_Supplied records_

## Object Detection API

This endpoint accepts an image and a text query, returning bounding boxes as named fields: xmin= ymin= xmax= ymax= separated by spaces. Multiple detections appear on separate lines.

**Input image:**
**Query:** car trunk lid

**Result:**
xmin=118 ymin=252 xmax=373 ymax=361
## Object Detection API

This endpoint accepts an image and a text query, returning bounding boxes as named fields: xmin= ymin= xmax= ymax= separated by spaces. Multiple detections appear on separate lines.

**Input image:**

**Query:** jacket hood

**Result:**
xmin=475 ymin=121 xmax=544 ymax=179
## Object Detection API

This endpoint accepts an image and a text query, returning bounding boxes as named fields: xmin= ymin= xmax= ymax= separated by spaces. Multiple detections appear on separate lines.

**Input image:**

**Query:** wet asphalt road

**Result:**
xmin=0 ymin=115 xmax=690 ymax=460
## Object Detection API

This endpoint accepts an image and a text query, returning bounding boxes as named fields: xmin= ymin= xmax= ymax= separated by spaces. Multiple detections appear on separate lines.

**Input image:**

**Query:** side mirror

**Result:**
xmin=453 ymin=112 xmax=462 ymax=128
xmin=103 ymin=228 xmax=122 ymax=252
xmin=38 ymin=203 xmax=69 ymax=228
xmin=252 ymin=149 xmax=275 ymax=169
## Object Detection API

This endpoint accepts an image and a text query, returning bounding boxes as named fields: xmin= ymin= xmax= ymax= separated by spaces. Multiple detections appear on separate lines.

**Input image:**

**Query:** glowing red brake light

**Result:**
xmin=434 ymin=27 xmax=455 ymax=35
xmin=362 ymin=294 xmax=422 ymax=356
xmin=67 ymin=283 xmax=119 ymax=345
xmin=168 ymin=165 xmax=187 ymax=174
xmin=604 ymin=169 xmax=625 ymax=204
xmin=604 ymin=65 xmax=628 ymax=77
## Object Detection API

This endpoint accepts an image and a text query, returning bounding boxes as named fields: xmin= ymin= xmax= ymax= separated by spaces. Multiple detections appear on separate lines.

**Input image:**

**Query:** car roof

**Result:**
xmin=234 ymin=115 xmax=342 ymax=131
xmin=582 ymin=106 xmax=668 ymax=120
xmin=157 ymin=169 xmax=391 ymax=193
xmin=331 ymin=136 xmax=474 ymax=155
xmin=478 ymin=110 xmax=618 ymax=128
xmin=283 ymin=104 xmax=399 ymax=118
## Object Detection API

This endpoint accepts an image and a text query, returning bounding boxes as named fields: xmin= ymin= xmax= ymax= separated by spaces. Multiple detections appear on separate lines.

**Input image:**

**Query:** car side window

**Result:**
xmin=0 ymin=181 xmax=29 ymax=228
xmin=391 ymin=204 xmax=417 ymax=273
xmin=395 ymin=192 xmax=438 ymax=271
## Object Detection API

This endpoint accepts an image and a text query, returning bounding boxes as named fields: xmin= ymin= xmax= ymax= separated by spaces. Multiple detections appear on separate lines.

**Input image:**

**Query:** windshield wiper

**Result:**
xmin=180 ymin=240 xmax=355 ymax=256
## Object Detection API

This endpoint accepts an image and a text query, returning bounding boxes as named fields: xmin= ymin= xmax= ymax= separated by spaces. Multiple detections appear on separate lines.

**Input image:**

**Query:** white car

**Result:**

_Task statement_
Rescale the rows above, from the first line through the line containing "xmin=252 ymin=149 xmax=275 ymax=169", inclusive, and reproduce only those lines, requests included, with every bounding-box coordinate in the results multiplied by 0.75 and rounded to a whole number, halves rounded up. Leave any numbers in the requests and their format descriptions unchanged.

_Correct result_
## Object Detection API

This endpoint accepts an image and a text query, returning bounding boxes as named fields: xmin= ymin= xmax= ymax= separated by spaces. Multiple detections appear on separate lines.

**Input image:**
**Query:** car trunk lid

**Result:**
xmin=89 ymin=189 xmax=280 ymax=271
## Object Detection API

This endpoint accepts an image and a text query, returning bounding boxes as named fields: xmin= ymin= xmax= ymax= separated by spaces. Multiple detections appear on separate lines.

**Input image:**

**Query:** jacket hood

**Result:**
xmin=356 ymin=91 xmax=408 ymax=134
## Object Detection API

This endpoint accepts an image and a text query, returning bounding boxes as named fields: xmin= ymin= xmax= ymax= separated by spaces. Multiple detections appear on separate lines.

**Input image:**

**Query:** wet asphalt road

**Result:**
xmin=0 ymin=86 xmax=518 ymax=345
## Object Detection API

This endpoint accepts an image and a text query, returning bounding boxes as named fields: xmin= ymin= xmax= ymax= separated by spaces. Multiple detections appear on separate lines.

**Input image:**

**Query:** side mirror

**Result:**
xmin=340 ymin=84 xmax=347 ymax=96
xmin=77 ymin=171 xmax=92 ymax=189
xmin=29 ymin=152 xmax=52 ymax=171
xmin=189 ymin=112 xmax=206 ymax=127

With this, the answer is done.